> _Work request_
From the line containing "Wanted: a point" down to the last line of the records below, copy every line exactly. Leave out everything before it.

•••

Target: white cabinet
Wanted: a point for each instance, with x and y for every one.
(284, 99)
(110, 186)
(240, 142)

•••

> _Task solution_
Wanted: a point for each instance, with x and y for every one.
(284, 99)
(110, 186)
(240, 142)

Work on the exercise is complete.